### Your instructions:
Write out the rows again, beginning at the line that contains "Put a point on every instance of the white shirt collar" and stopping after the line that contains "x=751, y=392", with the requests included. Shift every x and y coordinate in the answers up by 99, and leave the requests and their format samples unchanged.

### Point placement records:
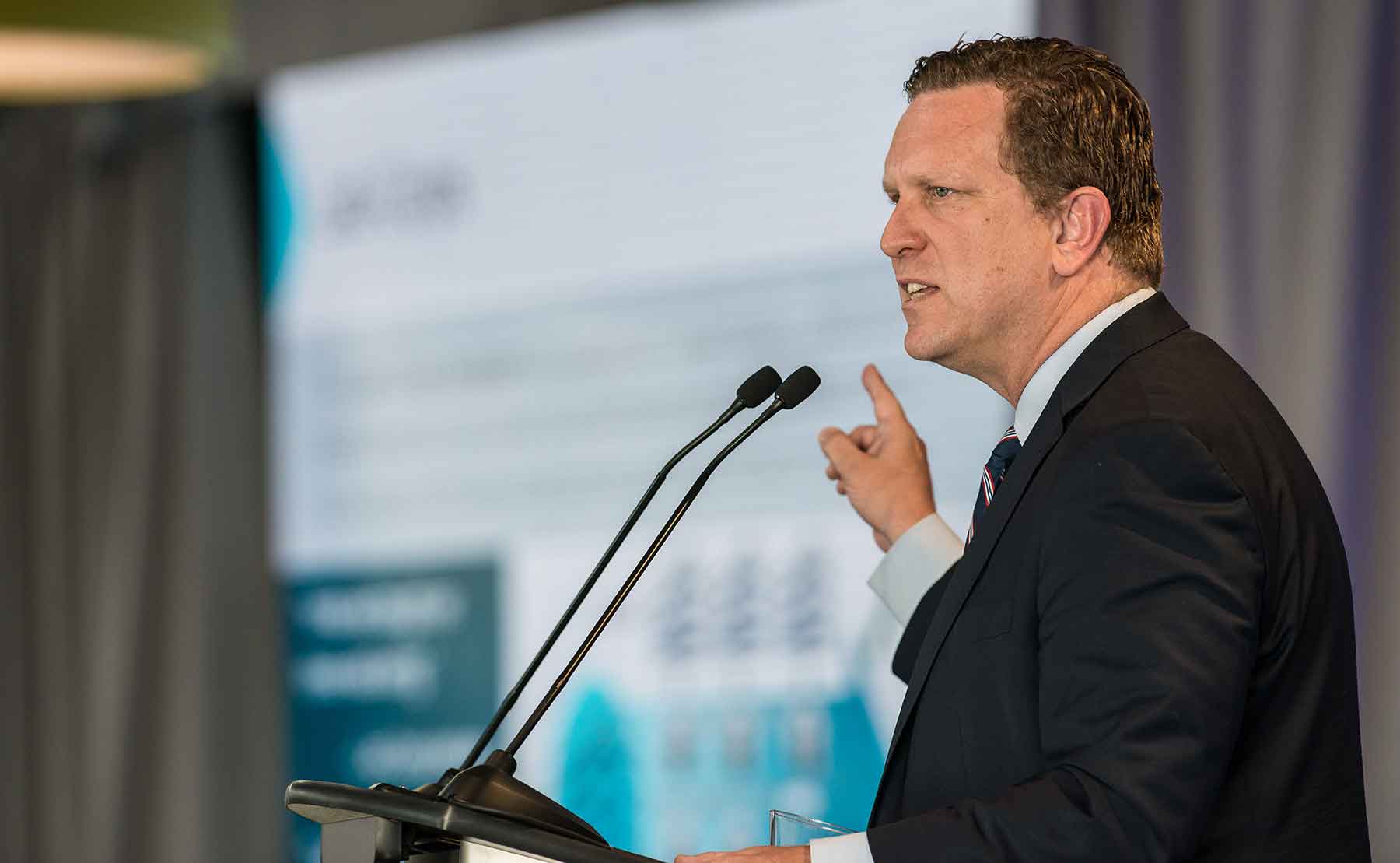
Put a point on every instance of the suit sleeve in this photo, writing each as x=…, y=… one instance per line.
x=1147, y=600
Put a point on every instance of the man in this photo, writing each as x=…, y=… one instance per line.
x=1144, y=651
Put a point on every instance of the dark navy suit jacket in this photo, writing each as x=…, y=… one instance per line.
x=1147, y=652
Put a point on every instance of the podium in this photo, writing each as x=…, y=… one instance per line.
x=388, y=824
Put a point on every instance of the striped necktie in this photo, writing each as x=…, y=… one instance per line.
x=993, y=474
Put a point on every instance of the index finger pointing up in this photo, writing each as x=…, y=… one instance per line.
x=887, y=406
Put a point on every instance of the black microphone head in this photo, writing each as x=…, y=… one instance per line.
x=759, y=387
x=797, y=387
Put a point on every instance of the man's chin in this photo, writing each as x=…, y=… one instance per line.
x=930, y=350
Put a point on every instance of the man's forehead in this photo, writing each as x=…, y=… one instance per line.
x=962, y=124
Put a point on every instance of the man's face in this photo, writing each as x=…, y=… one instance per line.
x=966, y=230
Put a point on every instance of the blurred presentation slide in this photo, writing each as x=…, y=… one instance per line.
x=507, y=278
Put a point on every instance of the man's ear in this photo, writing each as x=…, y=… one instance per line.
x=1078, y=227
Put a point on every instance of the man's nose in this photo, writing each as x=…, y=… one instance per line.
x=899, y=236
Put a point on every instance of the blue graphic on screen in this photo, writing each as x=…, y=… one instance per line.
x=392, y=674
x=692, y=772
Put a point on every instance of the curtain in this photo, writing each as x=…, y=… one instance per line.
x=1279, y=149
x=142, y=698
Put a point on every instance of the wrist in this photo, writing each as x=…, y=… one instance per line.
x=901, y=524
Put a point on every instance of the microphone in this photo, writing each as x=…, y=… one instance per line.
x=790, y=394
x=751, y=394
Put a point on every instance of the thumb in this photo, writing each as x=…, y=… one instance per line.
x=839, y=449
x=887, y=406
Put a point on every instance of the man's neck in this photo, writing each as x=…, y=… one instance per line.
x=1074, y=307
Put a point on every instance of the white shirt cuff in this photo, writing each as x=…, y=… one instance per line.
x=849, y=848
x=915, y=563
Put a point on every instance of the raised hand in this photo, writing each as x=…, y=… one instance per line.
x=884, y=468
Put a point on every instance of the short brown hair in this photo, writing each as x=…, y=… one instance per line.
x=1073, y=119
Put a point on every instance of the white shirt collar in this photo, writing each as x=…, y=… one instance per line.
x=1048, y=376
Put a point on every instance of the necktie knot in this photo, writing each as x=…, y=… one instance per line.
x=1001, y=457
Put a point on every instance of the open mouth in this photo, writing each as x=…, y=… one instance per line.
x=917, y=289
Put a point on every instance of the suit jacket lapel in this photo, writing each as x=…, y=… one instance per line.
x=1141, y=327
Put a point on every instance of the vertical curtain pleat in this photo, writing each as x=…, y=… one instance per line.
x=142, y=709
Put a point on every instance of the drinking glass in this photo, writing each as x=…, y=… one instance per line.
x=790, y=828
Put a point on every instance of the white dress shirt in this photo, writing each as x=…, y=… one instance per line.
x=924, y=553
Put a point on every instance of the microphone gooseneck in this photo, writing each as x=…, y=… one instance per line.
x=790, y=394
x=751, y=392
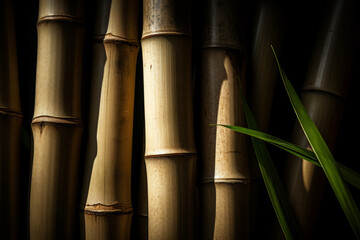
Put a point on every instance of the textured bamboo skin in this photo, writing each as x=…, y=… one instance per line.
x=226, y=172
x=10, y=125
x=170, y=154
x=268, y=28
x=324, y=95
x=141, y=213
x=224, y=188
x=98, y=64
x=57, y=124
x=108, y=201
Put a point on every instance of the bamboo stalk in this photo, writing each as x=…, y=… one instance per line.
x=108, y=208
x=170, y=153
x=224, y=189
x=10, y=126
x=56, y=125
x=268, y=29
x=324, y=94
x=101, y=16
x=141, y=228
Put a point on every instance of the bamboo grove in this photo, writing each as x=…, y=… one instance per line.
x=107, y=106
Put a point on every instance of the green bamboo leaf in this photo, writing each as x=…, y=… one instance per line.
x=284, y=213
x=348, y=174
x=324, y=156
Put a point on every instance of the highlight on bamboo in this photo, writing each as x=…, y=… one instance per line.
x=129, y=103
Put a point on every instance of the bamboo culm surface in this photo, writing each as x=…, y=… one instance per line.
x=170, y=154
x=10, y=126
x=267, y=29
x=224, y=187
x=57, y=125
x=324, y=94
x=108, y=208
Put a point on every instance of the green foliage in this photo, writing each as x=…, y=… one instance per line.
x=321, y=156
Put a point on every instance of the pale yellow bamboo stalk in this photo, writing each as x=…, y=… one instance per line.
x=141, y=228
x=170, y=153
x=225, y=182
x=10, y=125
x=108, y=208
x=324, y=94
x=57, y=123
x=101, y=16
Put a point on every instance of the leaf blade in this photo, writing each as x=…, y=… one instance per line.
x=323, y=154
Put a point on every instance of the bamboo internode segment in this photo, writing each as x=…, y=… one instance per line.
x=268, y=30
x=225, y=178
x=166, y=17
x=170, y=153
x=224, y=24
x=109, y=190
x=101, y=16
x=56, y=125
x=324, y=94
x=10, y=126
x=171, y=184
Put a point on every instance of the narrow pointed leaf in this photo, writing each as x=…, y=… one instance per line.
x=348, y=174
x=274, y=187
x=324, y=156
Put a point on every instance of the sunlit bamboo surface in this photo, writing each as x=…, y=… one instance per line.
x=117, y=141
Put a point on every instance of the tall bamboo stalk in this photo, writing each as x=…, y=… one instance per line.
x=10, y=125
x=324, y=94
x=56, y=125
x=267, y=29
x=224, y=194
x=108, y=208
x=141, y=228
x=170, y=153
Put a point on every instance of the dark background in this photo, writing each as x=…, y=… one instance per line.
x=302, y=23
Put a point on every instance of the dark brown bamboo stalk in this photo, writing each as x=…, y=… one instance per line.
x=10, y=126
x=324, y=94
x=57, y=125
x=267, y=29
x=225, y=181
x=108, y=208
x=170, y=153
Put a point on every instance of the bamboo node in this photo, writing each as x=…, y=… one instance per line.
x=109, y=37
x=228, y=180
x=62, y=18
x=11, y=113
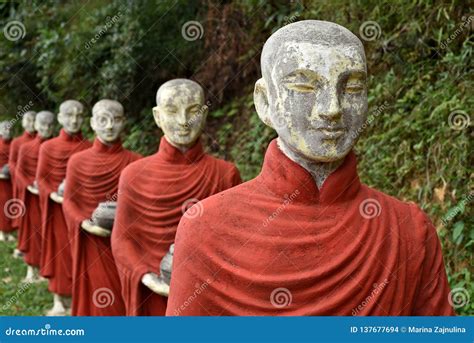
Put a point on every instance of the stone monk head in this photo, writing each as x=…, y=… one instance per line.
x=180, y=112
x=28, y=121
x=313, y=91
x=108, y=120
x=44, y=124
x=5, y=130
x=71, y=116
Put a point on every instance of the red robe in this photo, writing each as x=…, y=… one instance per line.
x=12, y=161
x=92, y=177
x=277, y=245
x=56, y=263
x=5, y=189
x=152, y=192
x=29, y=236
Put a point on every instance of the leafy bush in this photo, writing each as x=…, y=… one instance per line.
x=419, y=65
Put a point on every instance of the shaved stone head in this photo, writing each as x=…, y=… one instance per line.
x=313, y=90
x=108, y=120
x=69, y=106
x=180, y=112
x=323, y=33
x=179, y=87
x=71, y=116
x=28, y=121
x=5, y=130
x=44, y=123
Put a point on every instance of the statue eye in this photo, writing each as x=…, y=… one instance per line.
x=354, y=87
x=194, y=109
x=301, y=87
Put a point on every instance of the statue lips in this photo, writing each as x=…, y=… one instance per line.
x=330, y=132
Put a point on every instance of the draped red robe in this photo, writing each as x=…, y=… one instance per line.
x=277, y=245
x=12, y=161
x=5, y=188
x=56, y=263
x=29, y=236
x=152, y=192
x=92, y=177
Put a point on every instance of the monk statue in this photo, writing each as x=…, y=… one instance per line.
x=92, y=178
x=56, y=262
x=30, y=230
x=306, y=237
x=5, y=183
x=29, y=133
x=154, y=192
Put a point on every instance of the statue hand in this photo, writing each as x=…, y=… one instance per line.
x=156, y=284
x=56, y=197
x=33, y=189
x=88, y=226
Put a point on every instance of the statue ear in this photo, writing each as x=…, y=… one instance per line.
x=260, y=99
x=60, y=119
x=156, y=115
x=93, y=126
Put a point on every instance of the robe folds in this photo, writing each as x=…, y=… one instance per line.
x=277, y=245
x=153, y=193
x=92, y=177
x=12, y=161
x=29, y=235
x=5, y=189
x=56, y=263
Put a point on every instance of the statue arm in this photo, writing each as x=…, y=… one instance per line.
x=156, y=284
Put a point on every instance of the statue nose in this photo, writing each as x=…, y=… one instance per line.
x=328, y=106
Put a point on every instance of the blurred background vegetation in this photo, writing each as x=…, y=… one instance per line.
x=419, y=65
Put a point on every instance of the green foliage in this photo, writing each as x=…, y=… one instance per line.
x=419, y=67
x=19, y=299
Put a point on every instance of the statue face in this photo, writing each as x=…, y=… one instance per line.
x=28, y=122
x=44, y=124
x=107, y=123
x=181, y=113
x=71, y=119
x=5, y=130
x=316, y=99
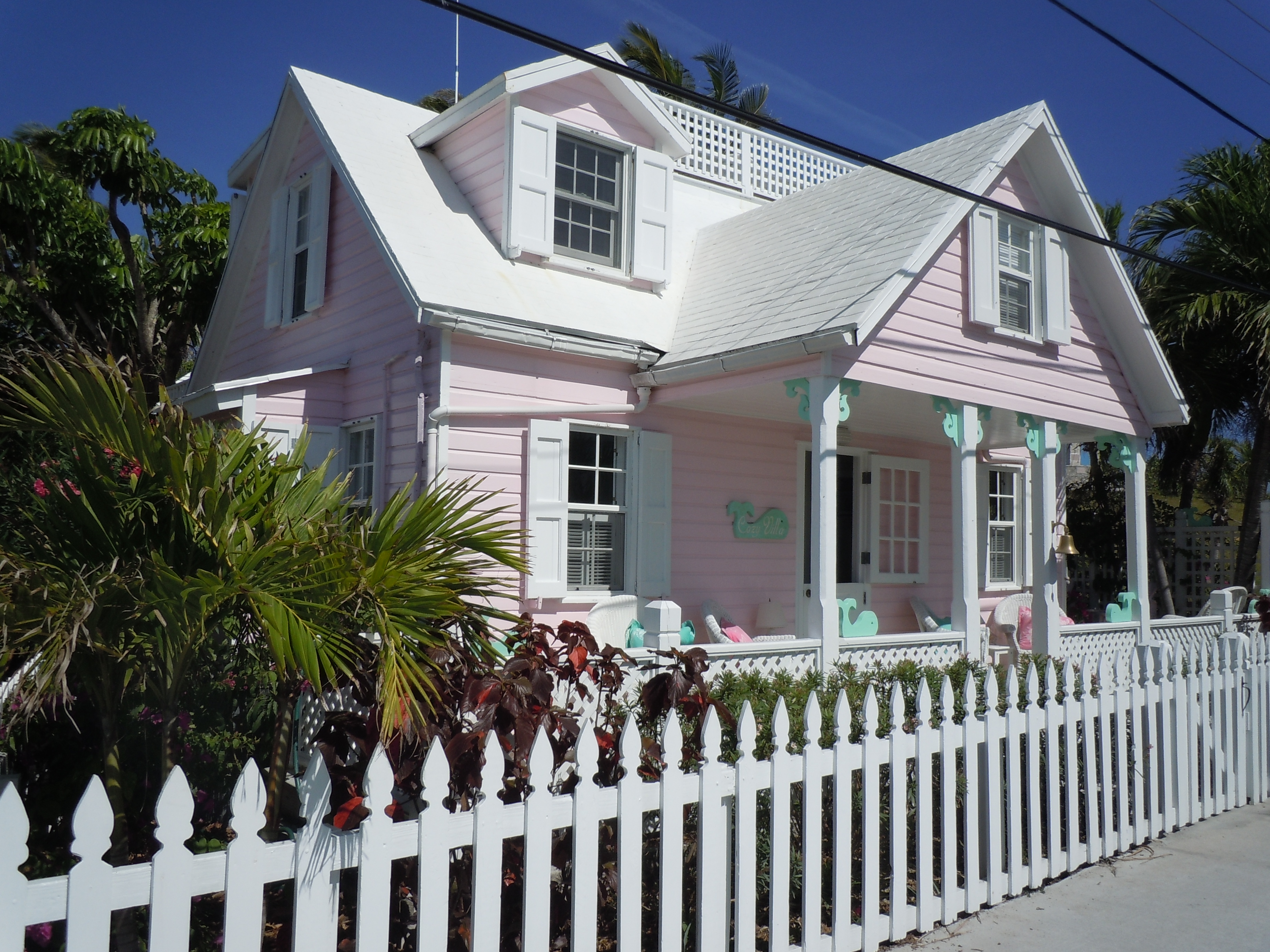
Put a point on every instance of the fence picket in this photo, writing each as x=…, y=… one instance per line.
x=88, y=885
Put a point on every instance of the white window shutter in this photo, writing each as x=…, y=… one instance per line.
x=277, y=259
x=654, y=202
x=547, y=508
x=653, y=517
x=1058, y=295
x=322, y=442
x=983, y=267
x=319, y=215
x=530, y=215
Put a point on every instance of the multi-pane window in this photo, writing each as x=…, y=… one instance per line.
x=300, y=238
x=900, y=522
x=1004, y=527
x=1015, y=275
x=361, y=464
x=589, y=201
x=597, y=511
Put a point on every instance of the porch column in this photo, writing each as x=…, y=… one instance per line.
x=1043, y=445
x=823, y=611
x=1136, y=516
x=966, y=525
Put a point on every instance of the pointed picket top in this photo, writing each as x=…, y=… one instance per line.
x=248, y=800
x=870, y=713
x=971, y=692
x=812, y=720
x=92, y=823
x=629, y=746
x=747, y=732
x=315, y=792
x=712, y=737
x=672, y=742
x=925, y=706
x=948, y=701
x=436, y=775
x=780, y=727
x=379, y=782
x=175, y=812
x=492, y=771
x=843, y=718
x=897, y=708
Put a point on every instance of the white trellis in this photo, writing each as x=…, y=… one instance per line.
x=1035, y=790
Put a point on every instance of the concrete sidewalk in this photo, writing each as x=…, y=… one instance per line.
x=1203, y=888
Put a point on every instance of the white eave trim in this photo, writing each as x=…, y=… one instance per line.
x=542, y=337
x=228, y=395
x=747, y=360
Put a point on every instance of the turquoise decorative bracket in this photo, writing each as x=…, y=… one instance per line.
x=1123, y=456
x=801, y=390
x=773, y=525
x=864, y=625
x=1122, y=611
x=953, y=419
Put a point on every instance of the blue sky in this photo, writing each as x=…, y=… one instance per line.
x=882, y=77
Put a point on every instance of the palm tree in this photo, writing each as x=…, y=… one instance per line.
x=1220, y=221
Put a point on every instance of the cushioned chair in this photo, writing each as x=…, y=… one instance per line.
x=610, y=619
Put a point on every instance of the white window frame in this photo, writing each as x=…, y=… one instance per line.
x=626, y=508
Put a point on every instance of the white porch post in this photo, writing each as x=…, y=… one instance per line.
x=823, y=611
x=1136, y=530
x=1043, y=443
x=966, y=527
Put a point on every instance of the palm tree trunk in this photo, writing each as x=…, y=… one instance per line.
x=1250, y=532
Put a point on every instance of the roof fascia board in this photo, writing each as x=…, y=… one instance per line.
x=747, y=360
x=468, y=110
x=544, y=338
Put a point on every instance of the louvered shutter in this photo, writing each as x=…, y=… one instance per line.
x=983, y=267
x=654, y=200
x=547, y=508
x=531, y=192
x=277, y=258
x=1058, y=298
x=319, y=215
x=653, y=517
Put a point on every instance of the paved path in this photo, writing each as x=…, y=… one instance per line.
x=1203, y=888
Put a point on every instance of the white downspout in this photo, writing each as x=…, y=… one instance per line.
x=442, y=414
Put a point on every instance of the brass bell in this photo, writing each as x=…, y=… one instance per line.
x=1066, y=544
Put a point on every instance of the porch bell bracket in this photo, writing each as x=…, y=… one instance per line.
x=801, y=390
x=1123, y=456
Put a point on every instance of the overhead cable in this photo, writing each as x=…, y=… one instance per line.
x=1159, y=69
x=604, y=63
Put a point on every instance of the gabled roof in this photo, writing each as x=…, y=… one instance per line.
x=840, y=256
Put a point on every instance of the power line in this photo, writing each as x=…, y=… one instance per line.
x=1185, y=25
x=780, y=129
x=1151, y=65
x=1249, y=16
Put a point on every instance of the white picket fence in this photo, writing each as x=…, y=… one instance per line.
x=992, y=807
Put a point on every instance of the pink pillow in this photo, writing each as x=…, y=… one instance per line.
x=1024, y=630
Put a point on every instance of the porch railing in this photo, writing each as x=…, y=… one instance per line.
x=748, y=159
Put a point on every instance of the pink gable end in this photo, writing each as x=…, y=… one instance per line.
x=929, y=334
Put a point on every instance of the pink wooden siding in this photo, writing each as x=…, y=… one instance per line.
x=586, y=102
x=928, y=344
x=717, y=459
x=474, y=157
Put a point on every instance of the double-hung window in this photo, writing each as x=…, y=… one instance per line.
x=597, y=511
x=589, y=201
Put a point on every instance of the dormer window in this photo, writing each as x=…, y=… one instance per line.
x=589, y=199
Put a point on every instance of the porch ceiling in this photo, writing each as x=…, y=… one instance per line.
x=879, y=409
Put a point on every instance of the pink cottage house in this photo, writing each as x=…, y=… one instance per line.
x=699, y=362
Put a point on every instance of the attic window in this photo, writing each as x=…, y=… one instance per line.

### Problem solution:
Put a point on every instance of the white shirt collar in this photo, writing each as x=…, y=… one instance per line.
x=1147, y=475
Put a point on every instance of the necktie knot in this photo, writing each as x=…, y=… one instance per line.
x=1100, y=556
Put a point on every instance of the open mouth in this photo, writing each as x=…, y=… one instance per line.
x=1016, y=388
Put a point on every instance of the suit jacket lapel in this photo, writing each as x=…, y=… one instance per line.
x=1240, y=426
Put a point on every instance of the vertical curtain pleat in this photo, writing each as x=…, y=… one instance per line.
x=241, y=808
Put a point on every instance of the drinking glass in this photo, writing each as x=…, y=… one instance per line.
x=889, y=927
Put a point on every instance of the white dress shirt in this photo, writing each as x=…, y=… one instance per line.
x=1023, y=652
Put a point on every instance of the microphone gooseneck in this photo, writing each as x=…, y=… one instance per line.
x=889, y=493
x=850, y=491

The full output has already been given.